● PASSAGE SHOWN:
:::

Does the ACT or SAT measure intelligence better? What does this mean about which test you should take?
One way to define IQ is the ability to solve problems based on given information. Here, we look at whether the ACT or SAT is more related to IQ (spoiler: there is an answer!) and what this means for your test-taking strategy.
What Is IQ? Basic Terms and Definitions
To make sense of the results presented below, let's start with some key terms and definitions you should know.
IQ (Intelligence Quotient)
IQ has a number of different technical definitions, none of which change the conclusion of this article much. For this article, we'll use the definition of IQ that's easiest to digest: IQ is the ability to solve problems based on given information.
A key phrase here is given information. Someone with a high IQ, if given a series of numbers, can probably find the next number in the sequence. At the same time, someone with a high IQ might not know how to change the oil in a car as this is learned information (we go over this phrase in more detail below).
IQ tests generally don't test you on learned information. Thus, having a high IQ doesn't necessarily guarantee that you'll be able to quote Robert Frost, recite the order of the planets, or define a trapezoid — all of that is learned, not given, information!
You've probably already guessed the meaning of this based on the definition of IQ above. Simply put, learned information is information you must learn in order to know how to solve a problem or answer a question.

:::

● REQUIRED TASK: Copy out the passage on IQ and the ACT and SAT word for word, from "Does the ACT" up to and including "you should know.".

Point labeling dataset excerpts:
:::

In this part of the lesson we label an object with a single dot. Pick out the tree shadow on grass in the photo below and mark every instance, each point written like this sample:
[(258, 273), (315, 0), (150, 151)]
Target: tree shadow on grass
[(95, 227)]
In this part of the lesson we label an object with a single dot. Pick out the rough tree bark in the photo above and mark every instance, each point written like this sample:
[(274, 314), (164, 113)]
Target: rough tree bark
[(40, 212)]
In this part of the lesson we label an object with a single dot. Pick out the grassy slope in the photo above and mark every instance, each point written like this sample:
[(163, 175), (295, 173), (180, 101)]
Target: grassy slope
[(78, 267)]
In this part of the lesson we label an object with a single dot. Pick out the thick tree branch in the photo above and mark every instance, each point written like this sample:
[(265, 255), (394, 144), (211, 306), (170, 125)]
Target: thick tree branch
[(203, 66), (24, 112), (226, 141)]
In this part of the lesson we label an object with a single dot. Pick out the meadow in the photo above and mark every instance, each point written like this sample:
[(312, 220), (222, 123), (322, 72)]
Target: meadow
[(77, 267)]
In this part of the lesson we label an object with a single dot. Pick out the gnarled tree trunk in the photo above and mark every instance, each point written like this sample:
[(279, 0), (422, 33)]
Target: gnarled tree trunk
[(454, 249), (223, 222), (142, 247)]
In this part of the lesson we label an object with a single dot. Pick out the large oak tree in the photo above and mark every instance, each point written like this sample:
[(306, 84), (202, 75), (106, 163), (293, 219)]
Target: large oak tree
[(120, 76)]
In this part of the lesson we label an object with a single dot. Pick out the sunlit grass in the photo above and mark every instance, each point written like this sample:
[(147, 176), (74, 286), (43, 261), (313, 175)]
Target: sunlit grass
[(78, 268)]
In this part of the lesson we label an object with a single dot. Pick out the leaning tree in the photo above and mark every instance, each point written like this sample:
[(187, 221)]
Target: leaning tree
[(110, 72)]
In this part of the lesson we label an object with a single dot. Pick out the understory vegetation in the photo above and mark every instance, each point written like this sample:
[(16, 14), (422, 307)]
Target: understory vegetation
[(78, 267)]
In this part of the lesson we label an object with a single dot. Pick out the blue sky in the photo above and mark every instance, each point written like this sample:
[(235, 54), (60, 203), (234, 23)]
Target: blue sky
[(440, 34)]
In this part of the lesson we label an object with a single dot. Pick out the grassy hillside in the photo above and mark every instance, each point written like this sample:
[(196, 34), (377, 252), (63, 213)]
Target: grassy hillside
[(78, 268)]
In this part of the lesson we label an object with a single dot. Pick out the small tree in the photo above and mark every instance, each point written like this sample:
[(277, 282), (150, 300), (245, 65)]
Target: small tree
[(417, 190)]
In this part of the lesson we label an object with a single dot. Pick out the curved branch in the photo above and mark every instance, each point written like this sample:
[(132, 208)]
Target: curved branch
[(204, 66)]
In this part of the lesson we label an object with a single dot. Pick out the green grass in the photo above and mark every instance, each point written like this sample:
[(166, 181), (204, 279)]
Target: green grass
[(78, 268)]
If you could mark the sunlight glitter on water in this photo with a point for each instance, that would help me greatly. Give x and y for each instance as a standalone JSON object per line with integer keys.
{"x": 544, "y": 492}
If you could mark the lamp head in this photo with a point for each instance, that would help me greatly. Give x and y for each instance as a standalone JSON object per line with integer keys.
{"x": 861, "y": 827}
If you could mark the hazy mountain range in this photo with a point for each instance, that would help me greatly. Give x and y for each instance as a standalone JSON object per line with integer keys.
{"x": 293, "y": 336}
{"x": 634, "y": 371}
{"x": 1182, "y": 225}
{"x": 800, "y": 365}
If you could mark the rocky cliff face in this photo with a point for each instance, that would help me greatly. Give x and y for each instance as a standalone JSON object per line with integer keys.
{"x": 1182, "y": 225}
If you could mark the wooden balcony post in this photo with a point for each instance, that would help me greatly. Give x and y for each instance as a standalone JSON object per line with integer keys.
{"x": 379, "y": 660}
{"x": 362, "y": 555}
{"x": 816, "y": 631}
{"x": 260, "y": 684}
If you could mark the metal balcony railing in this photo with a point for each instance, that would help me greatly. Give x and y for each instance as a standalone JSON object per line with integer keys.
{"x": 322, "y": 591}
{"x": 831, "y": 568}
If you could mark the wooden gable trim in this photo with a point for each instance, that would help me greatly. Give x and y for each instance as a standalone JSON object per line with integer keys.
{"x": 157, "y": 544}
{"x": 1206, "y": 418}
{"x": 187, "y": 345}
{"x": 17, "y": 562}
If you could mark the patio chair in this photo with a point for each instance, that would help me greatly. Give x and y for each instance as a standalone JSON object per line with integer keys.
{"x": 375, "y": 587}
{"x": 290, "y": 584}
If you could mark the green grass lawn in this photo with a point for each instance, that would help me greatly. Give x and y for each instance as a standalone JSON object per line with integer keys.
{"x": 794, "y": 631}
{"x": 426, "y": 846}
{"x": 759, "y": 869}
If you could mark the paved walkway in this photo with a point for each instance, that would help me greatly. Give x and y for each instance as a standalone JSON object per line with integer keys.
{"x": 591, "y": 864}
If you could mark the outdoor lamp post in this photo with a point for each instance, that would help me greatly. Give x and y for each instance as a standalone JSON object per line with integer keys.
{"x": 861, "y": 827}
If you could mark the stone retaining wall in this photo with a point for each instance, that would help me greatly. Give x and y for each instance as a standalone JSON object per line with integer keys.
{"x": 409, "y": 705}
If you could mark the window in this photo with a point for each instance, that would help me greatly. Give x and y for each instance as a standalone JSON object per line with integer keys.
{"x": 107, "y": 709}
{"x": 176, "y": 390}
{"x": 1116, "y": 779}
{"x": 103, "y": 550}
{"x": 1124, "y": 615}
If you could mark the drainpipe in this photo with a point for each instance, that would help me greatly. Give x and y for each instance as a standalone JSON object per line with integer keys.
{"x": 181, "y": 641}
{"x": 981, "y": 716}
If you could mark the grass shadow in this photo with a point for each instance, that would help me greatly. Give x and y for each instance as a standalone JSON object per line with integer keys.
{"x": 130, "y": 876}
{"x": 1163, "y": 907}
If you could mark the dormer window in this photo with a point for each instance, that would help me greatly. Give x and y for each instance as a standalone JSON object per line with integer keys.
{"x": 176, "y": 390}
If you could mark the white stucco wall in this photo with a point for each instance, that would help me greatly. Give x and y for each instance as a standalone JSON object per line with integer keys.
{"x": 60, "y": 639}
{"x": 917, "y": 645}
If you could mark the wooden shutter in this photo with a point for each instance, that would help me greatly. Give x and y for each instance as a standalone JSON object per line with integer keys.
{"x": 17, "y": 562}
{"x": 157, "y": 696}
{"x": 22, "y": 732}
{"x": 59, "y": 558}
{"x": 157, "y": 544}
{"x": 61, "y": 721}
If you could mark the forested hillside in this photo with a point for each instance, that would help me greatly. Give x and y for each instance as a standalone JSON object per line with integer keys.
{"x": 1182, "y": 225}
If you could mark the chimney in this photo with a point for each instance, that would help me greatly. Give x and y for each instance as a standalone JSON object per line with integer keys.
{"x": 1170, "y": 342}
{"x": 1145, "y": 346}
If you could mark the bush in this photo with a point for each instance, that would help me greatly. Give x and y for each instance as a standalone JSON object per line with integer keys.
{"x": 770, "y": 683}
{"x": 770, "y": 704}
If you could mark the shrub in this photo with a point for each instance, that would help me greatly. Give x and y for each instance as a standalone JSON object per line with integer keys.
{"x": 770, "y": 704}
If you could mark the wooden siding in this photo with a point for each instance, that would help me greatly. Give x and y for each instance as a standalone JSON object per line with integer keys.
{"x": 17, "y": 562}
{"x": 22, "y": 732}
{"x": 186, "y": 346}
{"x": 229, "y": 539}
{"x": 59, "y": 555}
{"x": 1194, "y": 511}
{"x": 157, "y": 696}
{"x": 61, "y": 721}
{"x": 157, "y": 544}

:::

● RESPONSE TO THIS TASK:
Does the ACT or SAT measure intelligence better? What does this mean about which test you should take?
One way to define IQ is the ability to solve problems based on given information. Here, we look at whether the ACT or SAT is more related to IQ (spoiler: there is an answer!) and what this means for your test-taking strategy.
What Is IQ? Basic Terms and Definitions
To make sense of the results presented below, let's start with some key terms and definitions you should know.